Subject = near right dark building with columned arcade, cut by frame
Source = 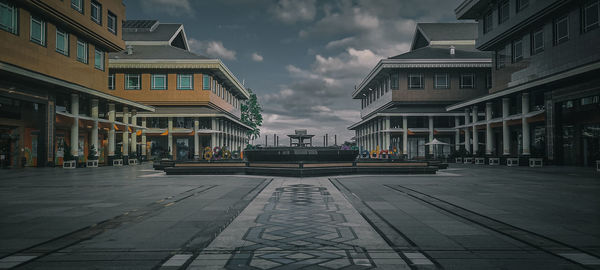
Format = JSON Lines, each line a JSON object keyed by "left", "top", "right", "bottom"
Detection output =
{"left": 447, "top": 0, "right": 600, "bottom": 166}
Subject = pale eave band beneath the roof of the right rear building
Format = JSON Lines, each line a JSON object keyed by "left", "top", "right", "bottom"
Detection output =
{"left": 352, "top": 58, "right": 492, "bottom": 99}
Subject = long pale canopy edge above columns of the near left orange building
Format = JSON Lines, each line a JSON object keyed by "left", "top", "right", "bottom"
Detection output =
{"left": 0, "top": 63, "right": 155, "bottom": 112}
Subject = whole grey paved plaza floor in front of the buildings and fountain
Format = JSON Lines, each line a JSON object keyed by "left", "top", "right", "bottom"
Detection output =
{"left": 0, "top": 165, "right": 600, "bottom": 269}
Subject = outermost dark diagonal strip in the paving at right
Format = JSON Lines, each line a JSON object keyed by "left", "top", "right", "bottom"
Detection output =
{"left": 384, "top": 184, "right": 600, "bottom": 269}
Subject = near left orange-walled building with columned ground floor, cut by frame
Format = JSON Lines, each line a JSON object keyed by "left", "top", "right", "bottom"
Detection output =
{"left": 0, "top": 0, "right": 154, "bottom": 167}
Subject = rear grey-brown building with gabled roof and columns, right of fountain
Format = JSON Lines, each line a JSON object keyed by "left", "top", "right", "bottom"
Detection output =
{"left": 349, "top": 23, "right": 492, "bottom": 159}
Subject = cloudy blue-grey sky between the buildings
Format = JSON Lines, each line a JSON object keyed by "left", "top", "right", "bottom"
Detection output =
{"left": 125, "top": 0, "right": 461, "bottom": 145}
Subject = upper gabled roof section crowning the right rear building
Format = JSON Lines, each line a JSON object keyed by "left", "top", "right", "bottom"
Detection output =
{"left": 417, "top": 23, "right": 477, "bottom": 41}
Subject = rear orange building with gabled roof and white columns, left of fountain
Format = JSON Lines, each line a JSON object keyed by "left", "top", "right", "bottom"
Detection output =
{"left": 106, "top": 20, "right": 249, "bottom": 160}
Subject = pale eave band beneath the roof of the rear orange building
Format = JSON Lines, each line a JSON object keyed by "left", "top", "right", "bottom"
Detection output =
{"left": 108, "top": 59, "right": 250, "bottom": 99}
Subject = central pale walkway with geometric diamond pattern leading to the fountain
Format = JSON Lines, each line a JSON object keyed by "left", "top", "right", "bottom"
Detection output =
{"left": 188, "top": 178, "right": 409, "bottom": 269}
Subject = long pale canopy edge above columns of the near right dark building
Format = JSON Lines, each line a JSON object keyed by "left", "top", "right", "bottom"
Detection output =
{"left": 446, "top": 62, "right": 600, "bottom": 111}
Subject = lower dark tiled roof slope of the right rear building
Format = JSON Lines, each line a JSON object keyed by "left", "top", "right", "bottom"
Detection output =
{"left": 389, "top": 46, "right": 492, "bottom": 59}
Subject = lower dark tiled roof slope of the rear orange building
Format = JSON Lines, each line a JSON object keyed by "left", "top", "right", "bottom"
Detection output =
{"left": 108, "top": 45, "right": 211, "bottom": 59}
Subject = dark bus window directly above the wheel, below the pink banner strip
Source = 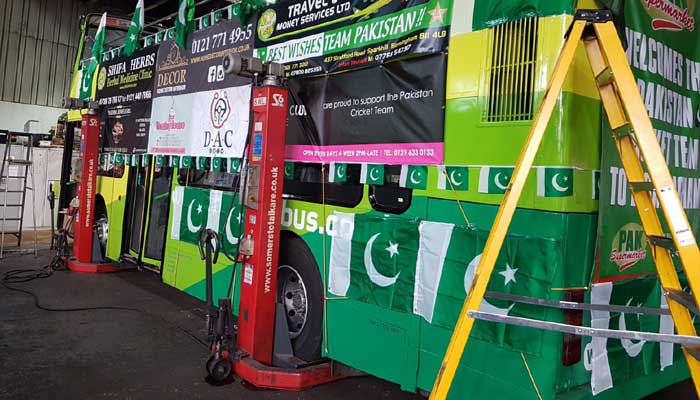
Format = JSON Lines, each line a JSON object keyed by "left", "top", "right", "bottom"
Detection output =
{"left": 284, "top": 163, "right": 362, "bottom": 207}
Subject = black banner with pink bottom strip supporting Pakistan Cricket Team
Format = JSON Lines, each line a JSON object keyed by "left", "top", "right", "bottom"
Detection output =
{"left": 286, "top": 54, "right": 447, "bottom": 164}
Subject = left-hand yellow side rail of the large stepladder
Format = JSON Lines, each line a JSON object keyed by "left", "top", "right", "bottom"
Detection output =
{"left": 430, "top": 21, "right": 586, "bottom": 399}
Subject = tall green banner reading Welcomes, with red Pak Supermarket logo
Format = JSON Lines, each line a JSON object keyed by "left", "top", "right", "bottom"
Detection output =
{"left": 595, "top": 0, "right": 700, "bottom": 282}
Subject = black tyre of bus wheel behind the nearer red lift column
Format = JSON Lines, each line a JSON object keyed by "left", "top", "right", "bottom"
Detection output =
{"left": 277, "top": 236, "right": 323, "bottom": 362}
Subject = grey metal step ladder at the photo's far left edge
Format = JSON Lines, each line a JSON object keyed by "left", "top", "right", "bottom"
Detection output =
{"left": 0, "top": 131, "right": 37, "bottom": 259}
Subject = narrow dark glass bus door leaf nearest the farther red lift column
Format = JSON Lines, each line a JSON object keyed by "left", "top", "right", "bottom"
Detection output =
{"left": 122, "top": 162, "right": 149, "bottom": 264}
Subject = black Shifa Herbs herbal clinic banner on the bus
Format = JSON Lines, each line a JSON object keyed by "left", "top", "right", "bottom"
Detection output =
{"left": 96, "top": 46, "right": 158, "bottom": 153}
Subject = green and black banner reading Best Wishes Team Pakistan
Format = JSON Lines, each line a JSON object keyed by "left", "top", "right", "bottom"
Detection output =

→ Task directions: From the data above, gather every line that includes the word "slope".

→ Task answer:
Subject = lower dark tiled roof slope of the right rear building
Subject = lower dark tiled roof slope of the rear orange building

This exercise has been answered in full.